* [SELECTED EXCERPT]:
————————
2. It is becoming increasingly clear that we cannot simply build our way out of what is essentially an affordable housing problem by a massive increase in market housing. Attempting to do so would:
- lead to dispersed, unsustainable patterns of development;
- increase car dependency;
exacerbate the neglect and decline of urban areas and undermine urban regeneration; - widen regional disparities; and
- fail to address the lack of affordable housing or reduce house prices.
Planning benefits
3. Current Government policy on planning for housing (Planning Policy Guidance Note 3, 2000 [PPG3]) has delivered real benefits. With its focus on making better use of urban 'brownfield' sites, it has seen the percentage of housing using such sites rise to 73% and the average density of new housing climb from a wasteful 25-30 dwellings per hectare (dpha) to 42 dpha last year. This is good news for the countryside and for towns and cities which have benefited from urban regeneration as a result. It will be vital that, in addressing the crisis of affordability, the Committee's recommendations safeguard and extend these achievements.
4. More homes are being built than at any time since 1990 (163,000 in 2005/6). The number of market homes built last year (145,000) is higher than the average for the past 50 years (141,000 between 1955 and 2005). But while overall housebuilding is increasing, we are still building far too few affordable homes. In recent years construction of affordable, i.e. subsidised, housing has collapsed. On average, more than 100,000 affordable homes were built each year in the 1960s and 1970s. This fell to 44,000 in the 1980s and 26,000 in the 1990s. Just 13,000 affordable homes were built in 2003, though this rose to 18,000 in 2005 (albeit 11% of the total). Add to this the loss of affordable housing, without replacement, through the right to buy, and it is hardly surprising we have a chronic shortage of affordable housing.
————————
* [ENTRIES SHOWN]:
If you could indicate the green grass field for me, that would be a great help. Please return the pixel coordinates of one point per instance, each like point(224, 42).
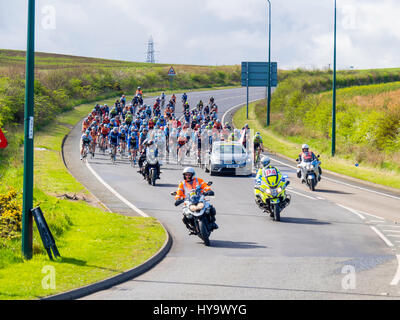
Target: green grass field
point(290, 146)
point(94, 244)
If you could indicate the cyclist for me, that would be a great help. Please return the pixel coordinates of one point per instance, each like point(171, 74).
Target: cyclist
point(184, 98)
point(133, 144)
point(123, 139)
point(163, 98)
point(86, 141)
point(114, 141)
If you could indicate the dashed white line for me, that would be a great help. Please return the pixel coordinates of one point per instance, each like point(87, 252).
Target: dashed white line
point(130, 205)
point(300, 194)
point(386, 240)
point(387, 226)
point(353, 211)
point(396, 278)
point(368, 214)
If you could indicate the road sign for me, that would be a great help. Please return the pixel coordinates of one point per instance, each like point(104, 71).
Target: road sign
point(172, 72)
point(255, 74)
point(3, 140)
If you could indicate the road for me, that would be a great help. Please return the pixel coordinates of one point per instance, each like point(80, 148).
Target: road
point(341, 242)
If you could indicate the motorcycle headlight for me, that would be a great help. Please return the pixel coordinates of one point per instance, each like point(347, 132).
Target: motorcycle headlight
point(197, 207)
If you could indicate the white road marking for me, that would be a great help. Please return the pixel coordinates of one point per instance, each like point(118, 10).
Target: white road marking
point(368, 214)
point(300, 194)
point(364, 189)
point(130, 205)
point(396, 278)
point(388, 226)
point(352, 211)
point(386, 240)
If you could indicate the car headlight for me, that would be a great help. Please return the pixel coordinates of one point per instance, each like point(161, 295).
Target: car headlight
point(197, 207)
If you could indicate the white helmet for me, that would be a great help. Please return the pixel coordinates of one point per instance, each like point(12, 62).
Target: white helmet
point(265, 161)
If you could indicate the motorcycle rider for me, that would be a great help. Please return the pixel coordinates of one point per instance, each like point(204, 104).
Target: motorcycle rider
point(266, 163)
point(306, 154)
point(189, 183)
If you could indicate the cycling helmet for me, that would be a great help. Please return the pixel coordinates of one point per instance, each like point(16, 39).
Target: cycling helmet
point(265, 161)
point(187, 171)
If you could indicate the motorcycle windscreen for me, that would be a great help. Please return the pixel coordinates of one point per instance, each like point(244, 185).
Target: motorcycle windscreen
point(272, 177)
point(151, 156)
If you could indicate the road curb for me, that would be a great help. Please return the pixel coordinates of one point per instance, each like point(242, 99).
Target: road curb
point(121, 278)
point(360, 182)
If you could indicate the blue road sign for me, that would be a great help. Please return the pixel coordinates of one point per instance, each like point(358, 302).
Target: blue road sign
point(255, 74)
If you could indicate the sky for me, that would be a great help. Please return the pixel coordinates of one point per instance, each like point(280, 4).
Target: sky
point(212, 32)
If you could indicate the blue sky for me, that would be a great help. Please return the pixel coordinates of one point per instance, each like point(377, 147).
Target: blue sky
point(210, 32)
————————
* [TO BE DONE]:
Continue the passage on affordable housing and planning policy from the point at which it ends, writing the next paragraph in the same formal register.

* [THE ANSWER]:
House prices and housing supply
5. Simply increasing housing supply will not guarantee that homes will be more affordable since the relationship between housing supply and price is not straightforward. Kate Barker observed that even a doubling of market housing provision would not actually reduce prices (Kate Barker's memorandum to the House of Commons Environmental Audit Committee, First report of session 2004-5). Research by the Institute of Public Policy Research has thrown doubt on the robustness of Kate Barker's methodology (Meeting housing need in the South East, Working Paper Five, Commission on Sustainable Development in the South East 2005). The price of housing is hugely influenced by the wider housing market, particularly demand-side factors. New homes comprise just a small part, around 10 per cent, of homes for sale at any one time and just 1% of total housing stock.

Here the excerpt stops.